◆ Passage provided:
○ ○ ○ ○
Showing posts with label PWS. Show all posts
Showing posts with label PWS. Show all posts

Tuesday, August 30, 2016

Exciting new bloodspot screening



(The following is a summary from James O'Brien, IPWSO Board member, from Australia, who attended the recent IPWSO Conference in Toronto)

A Novel FMR1/SNRPN methlation test for Fragile X Syndrome and chromosome 15 imprinting disorder screening of symptomatic children and newborns.

By David Godler, Cyto-Molecular Diagnostics Research Laboratory, Victorian Clinical Genetics Services, Murdoch Children’s Research Institute, Melbourne, Australia.


David Godler spoke about his research into newborn bloodspot screening over the past 18 months, primarily into Fragile X diagnostic. Recent funding from the Foundation for Prader-Willi Research, USA, has enabled David to expand his work with fragile X to include the Chromosome 15 imprinting disorders: Prader-Willi Syndrome (PWS), Angelman Syndrome and 15Q Duplication Syndrome.

The presentation was about David’s two new methods of testing blood collected in a tube and blood spots from adults, children and newborns. A newborn blood spot is the tiny spot of dried blood on blotting paper that is already taken through a heel pin prick for almost all newborns within the first few days of life in many countries. The tests currently performed on this material identify 30 or so conditions including phenylketonuria, hypothyroidism and cystic fibrosis, but not PWS.

Initially David and his team developed a new Methylated Specific Quantitate Melt Analysis (MS-QMA) test for Fragile X. To enable him to test 100,000 newborn bloodspots he also developed technologies to automate the process and to confirm positive findings. He is now able to test 100 samples in 90 minutes rather than the old 2 to 3 day turnaround for each test. At the same time his team developed new software to monitor both the results and accuracy of the test, and this method had been published for Fragile X. Accuracy of this test appears to be nearing 100%.

The beauty of his new test is that it can be performed on blood spot material left over from other routine testing. This means that the babies suspected of PWS would not be required to undergo collection of another blood sample required for more traditional diagnostic methods. It would also mean that the PWS babies that may not be tested for PWS and initially missed because they may be premature or may not have typical PWS, would be picked up by this new test. This would be because newborn blood spot testing reaches virtually all babies born irrespective of symptoms, but current PWS testing is only performed on babies that show symptoms that are recognized by doctors to be associated with PWS.

David’s first step in PWS test development was to analyse blood DNA samples from patients that had PWS symptoms, with only 9 patients confirmed to have PWS by standard DNa testing. From the first 30 symptomatic referral samples tested, his MS-QMA test confirmed 100% agreement for samples positive by standard testing. In addition to these  3 previously undiagnosed cases of PWS were identified. In order to prove that his new test was not simply showing false positives, David needed to develop an even more accurate second line confirmation test.

His second test he has called CINQ Droplet Digital PCR, which looks at individual methylated and unmethylated chromosomes suspended in miniature droplets. Exact details of how this new test works (or what the letters even stand for) are not yet published, however, its accuracy appears to be much higher again than standard testing, able to detect abnormal methylation down to an unprecedented less than 0.1% in the PWS deletion group. Furthermore, the new test has confirmed positive MS-QMA results missed by standard testing, and is showing that a number of previously diagnosed Uni Paternal Disomy (UPD) individuals may actually be Triasomi 15. The unexpressed male 15 chromosome appears to be hiding in the background rather than showing up on previous more traditional tests.
○ ○ ○ ○
◆ Exercise prompt: Duplicate the part of the post on bloodspot screening that begins at the words "Tuesday, August 30, 2016" and ends after the words "15Q Duplication Syndrome.".

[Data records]
○ ○ ○ ○
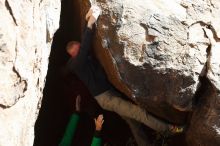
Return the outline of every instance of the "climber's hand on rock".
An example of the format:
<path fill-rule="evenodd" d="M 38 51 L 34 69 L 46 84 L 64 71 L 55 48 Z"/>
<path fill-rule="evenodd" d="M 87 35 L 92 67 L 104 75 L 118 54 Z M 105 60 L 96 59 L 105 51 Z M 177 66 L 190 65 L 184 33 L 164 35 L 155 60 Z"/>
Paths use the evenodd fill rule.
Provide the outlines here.
<path fill-rule="evenodd" d="M 76 111 L 80 112 L 80 102 L 81 102 L 81 96 L 77 95 L 76 97 Z"/>
<path fill-rule="evenodd" d="M 92 29 L 93 24 L 98 20 L 98 17 L 101 13 L 101 9 L 93 5 L 89 12 L 86 14 L 86 20 L 88 21 L 88 27 Z"/>
<path fill-rule="evenodd" d="M 95 130 L 101 131 L 102 130 L 102 124 L 104 123 L 103 115 L 99 115 L 95 120 Z"/>
<path fill-rule="evenodd" d="M 92 27 L 93 27 L 93 24 L 96 22 L 96 19 L 95 19 L 95 17 L 93 16 L 93 15 L 91 15 L 90 17 L 89 17 L 89 21 L 88 21 L 88 28 L 90 28 L 90 29 L 92 29 Z"/>

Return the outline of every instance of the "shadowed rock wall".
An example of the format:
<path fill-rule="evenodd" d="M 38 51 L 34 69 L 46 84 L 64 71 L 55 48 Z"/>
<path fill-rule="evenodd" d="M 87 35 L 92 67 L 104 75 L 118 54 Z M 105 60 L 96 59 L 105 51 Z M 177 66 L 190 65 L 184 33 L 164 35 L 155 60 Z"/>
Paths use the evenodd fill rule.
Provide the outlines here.
<path fill-rule="evenodd" d="M 60 1 L 0 1 L 0 145 L 31 146 Z"/>

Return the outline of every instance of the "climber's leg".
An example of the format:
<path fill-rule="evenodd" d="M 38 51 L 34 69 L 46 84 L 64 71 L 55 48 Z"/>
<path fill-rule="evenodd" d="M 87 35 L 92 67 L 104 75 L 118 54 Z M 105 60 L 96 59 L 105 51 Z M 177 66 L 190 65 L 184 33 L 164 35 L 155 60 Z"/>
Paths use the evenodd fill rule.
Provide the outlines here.
<path fill-rule="evenodd" d="M 146 111 L 139 106 L 112 95 L 110 91 L 96 96 L 95 99 L 105 110 L 116 112 L 123 117 L 135 119 L 158 132 L 169 130 L 169 124 L 146 114 Z"/>

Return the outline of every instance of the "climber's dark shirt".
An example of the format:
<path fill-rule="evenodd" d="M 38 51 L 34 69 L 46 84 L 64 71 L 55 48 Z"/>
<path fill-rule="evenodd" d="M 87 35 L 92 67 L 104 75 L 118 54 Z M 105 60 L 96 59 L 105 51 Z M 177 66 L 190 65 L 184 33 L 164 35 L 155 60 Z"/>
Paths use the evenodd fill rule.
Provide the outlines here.
<path fill-rule="evenodd" d="M 89 55 L 92 45 L 92 36 L 93 31 L 86 27 L 80 52 L 76 58 L 70 58 L 67 63 L 67 68 L 70 72 L 78 76 L 93 96 L 96 96 L 110 89 L 111 85 L 107 80 L 102 66 Z"/>

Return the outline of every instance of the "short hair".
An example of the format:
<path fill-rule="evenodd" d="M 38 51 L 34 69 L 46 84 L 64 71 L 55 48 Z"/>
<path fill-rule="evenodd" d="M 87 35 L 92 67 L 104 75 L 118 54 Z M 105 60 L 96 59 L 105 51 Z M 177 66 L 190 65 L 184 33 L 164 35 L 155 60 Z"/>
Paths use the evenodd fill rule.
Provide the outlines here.
<path fill-rule="evenodd" d="M 66 45 L 66 51 L 69 51 L 71 49 L 71 47 L 73 45 L 76 45 L 76 44 L 80 44 L 80 43 L 77 42 L 77 41 L 70 41 L 70 42 L 68 42 L 67 45 Z"/>

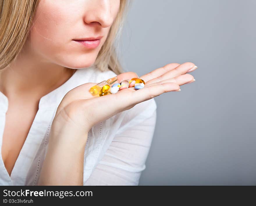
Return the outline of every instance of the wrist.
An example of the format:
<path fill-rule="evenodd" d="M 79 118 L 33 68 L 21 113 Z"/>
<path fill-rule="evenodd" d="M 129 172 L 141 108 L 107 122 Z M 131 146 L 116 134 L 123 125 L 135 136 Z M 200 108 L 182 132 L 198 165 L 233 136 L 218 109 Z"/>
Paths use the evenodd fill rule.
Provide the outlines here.
<path fill-rule="evenodd" d="M 49 138 L 55 145 L 64 144 L 63 146 L 64 146 L 67 144 L 76 148 L 83 147 L 85 146 L 87 141 L 88 132 L 83 128 L 73 124 L 60 125 L 53 122 Z"/>

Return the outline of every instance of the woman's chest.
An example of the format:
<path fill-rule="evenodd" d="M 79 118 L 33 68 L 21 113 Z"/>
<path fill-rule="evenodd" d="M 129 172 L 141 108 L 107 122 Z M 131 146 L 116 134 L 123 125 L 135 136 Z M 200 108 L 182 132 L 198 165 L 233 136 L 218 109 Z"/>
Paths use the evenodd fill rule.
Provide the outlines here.
<path fill-rule="evenodd" d="M 24 110 L 0 110 L 0 184 L 36 184 L 56 108 Z"/>
<path fill-rule="evenodd" d="M 9 109 L 6 115 L 1 152 L 5 166 L 10 176 L 37 111 L 25 107 L 22 110 L 15 108 Z"/>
○ ○ ○ ○
◆ Reply:
Tuesday, August 30, 2016

Exciting new bloodspot screening



(The following is a summary from James O'Brien, IPWSO Board member, from Australia, who attended the recent IPWSO Conference in Toronto)

A Novel FMR1/SNRPN methlation test for Fragile X Syndrome and chromosome 15 imprinting disorder screening of symptomatic children and newborns.

By David Godler, Cyto-Molecular Diagnostics Research Laboratory, Victorian Clinical Genetics Services, Murdoch Children’s Research Institute, Melbourne, Australia.


David Godler spoke about his research into newborn bloodspot screening over the past 18 months, primarily into Fragile X diagnostic. Recent funding from the Foundation for Prader-Willi Research, USA, has enabled David to expand his work with fragile X to include the Chromosome 15 imprinting disorders: Prader-Willi Syndrome (PWS), Angelman Syndrome and 15Q Duplication Syndrome.